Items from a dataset
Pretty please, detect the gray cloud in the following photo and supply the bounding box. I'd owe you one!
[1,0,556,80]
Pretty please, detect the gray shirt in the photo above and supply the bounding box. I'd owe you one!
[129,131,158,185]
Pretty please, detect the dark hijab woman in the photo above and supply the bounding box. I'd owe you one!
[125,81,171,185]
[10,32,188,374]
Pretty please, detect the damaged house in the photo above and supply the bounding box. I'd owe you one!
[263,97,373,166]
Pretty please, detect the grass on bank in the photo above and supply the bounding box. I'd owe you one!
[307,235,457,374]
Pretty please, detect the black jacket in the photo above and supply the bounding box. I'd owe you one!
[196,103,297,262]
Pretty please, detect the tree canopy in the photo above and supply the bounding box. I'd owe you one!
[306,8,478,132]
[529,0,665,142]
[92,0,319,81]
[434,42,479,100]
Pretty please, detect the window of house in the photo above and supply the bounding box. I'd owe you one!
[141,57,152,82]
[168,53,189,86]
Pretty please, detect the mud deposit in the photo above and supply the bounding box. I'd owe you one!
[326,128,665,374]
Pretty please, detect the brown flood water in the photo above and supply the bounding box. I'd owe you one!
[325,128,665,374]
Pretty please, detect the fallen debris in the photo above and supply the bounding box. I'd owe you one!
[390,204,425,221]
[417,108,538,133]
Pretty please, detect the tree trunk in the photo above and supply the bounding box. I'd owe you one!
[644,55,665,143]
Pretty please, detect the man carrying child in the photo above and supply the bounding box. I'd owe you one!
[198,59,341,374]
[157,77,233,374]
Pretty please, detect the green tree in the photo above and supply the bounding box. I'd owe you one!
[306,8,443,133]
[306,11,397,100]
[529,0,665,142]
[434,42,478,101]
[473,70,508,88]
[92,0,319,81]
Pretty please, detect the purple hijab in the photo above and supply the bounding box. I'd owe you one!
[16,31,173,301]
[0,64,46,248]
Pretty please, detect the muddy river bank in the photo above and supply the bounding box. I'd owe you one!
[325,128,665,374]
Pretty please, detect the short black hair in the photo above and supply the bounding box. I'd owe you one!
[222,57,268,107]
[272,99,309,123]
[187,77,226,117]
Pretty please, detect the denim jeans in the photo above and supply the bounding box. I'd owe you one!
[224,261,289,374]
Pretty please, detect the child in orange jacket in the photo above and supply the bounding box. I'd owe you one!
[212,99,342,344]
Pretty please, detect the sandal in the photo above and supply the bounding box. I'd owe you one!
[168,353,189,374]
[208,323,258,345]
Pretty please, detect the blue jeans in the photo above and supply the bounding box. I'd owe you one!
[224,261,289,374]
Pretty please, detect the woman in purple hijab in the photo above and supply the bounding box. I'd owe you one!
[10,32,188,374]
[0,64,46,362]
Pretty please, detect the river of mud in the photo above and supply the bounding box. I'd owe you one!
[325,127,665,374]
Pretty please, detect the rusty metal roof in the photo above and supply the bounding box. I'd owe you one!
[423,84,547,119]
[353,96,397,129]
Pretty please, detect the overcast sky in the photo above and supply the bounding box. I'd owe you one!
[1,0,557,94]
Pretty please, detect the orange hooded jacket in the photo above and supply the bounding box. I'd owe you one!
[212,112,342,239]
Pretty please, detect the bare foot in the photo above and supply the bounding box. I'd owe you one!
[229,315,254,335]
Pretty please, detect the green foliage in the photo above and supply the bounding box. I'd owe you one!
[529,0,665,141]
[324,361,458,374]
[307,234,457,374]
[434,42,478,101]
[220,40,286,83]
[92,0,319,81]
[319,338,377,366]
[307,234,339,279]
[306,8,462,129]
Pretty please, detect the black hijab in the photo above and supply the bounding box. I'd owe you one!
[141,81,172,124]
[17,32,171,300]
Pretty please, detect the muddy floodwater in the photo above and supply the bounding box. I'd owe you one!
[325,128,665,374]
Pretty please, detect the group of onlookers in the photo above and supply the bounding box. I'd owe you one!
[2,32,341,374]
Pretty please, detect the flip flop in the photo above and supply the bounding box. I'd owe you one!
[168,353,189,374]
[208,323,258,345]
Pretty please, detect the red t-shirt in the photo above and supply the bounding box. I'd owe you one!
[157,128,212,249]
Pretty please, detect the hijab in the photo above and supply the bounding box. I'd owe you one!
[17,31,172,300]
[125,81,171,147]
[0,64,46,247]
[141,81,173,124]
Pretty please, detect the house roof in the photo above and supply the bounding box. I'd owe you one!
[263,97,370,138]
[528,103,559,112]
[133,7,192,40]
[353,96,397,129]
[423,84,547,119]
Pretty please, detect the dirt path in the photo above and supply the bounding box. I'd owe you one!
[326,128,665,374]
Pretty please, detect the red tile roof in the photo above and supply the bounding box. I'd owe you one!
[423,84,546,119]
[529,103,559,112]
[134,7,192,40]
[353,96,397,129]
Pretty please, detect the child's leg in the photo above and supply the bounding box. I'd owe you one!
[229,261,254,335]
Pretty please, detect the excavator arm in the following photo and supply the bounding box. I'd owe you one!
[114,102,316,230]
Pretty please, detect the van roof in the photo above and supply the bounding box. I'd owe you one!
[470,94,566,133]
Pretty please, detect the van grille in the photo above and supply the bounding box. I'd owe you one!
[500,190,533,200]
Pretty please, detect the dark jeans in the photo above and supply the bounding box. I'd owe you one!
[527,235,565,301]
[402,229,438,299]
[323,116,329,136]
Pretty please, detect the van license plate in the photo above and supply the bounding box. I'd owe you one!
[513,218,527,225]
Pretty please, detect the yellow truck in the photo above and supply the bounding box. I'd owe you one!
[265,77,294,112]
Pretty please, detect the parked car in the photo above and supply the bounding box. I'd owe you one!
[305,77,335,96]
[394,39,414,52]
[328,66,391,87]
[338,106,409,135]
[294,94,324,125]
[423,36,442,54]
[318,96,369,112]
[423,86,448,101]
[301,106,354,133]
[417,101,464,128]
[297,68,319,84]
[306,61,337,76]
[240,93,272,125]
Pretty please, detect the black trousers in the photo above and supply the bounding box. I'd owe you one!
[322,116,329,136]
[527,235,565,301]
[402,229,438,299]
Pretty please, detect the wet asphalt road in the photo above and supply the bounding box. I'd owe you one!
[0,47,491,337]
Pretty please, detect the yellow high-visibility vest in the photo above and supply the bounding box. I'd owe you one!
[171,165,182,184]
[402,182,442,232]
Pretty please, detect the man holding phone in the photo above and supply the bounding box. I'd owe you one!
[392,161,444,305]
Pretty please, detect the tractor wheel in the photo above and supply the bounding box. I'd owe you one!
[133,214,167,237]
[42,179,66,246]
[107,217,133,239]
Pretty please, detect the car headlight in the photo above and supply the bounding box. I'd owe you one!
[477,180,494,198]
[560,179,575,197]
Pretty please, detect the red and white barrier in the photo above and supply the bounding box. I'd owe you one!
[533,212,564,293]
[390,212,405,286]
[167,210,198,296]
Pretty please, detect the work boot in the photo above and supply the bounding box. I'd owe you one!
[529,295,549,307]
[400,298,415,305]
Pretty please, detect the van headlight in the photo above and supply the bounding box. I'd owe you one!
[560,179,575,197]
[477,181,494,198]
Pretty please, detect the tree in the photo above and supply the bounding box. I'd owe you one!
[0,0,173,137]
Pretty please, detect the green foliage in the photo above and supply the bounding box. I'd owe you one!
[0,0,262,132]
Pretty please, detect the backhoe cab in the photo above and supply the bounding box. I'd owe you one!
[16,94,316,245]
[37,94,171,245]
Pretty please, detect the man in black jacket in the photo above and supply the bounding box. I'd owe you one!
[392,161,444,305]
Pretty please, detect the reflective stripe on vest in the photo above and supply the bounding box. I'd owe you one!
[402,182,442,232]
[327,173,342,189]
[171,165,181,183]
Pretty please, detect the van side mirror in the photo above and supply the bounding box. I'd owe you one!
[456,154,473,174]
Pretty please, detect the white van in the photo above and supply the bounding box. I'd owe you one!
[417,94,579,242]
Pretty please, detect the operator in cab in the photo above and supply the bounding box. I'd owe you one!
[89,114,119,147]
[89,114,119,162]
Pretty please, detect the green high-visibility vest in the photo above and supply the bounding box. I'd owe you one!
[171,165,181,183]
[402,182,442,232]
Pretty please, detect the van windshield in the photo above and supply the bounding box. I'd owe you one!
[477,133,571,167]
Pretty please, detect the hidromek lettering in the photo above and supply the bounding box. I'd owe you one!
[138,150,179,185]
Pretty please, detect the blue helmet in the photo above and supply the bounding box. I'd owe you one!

What needs to be done:
Render the lines from the one containing "Pretty please, detect the blue jeans" through the one containing "[325,127,665,374]", inclusive, as a JSON list of strings, one string per line. Omit any blank lines.

Result of this task:
[
  "Pretty please, detect the blue jeans in the photo above and supply the bounding box. I'd owe you one!",
  "[224,261,289,374]",
  "Pretty please, detect the woman in purple hijab in the photo above and supply the bounding box. I'd owe you one!",
  "[10,32,188,374]",
  "[0,64,46,362]",
  "Pretty please, detect the river of mud in the photo above and supply the bounding box. I'd owe you one!",
  "[325,127,665,374]"
]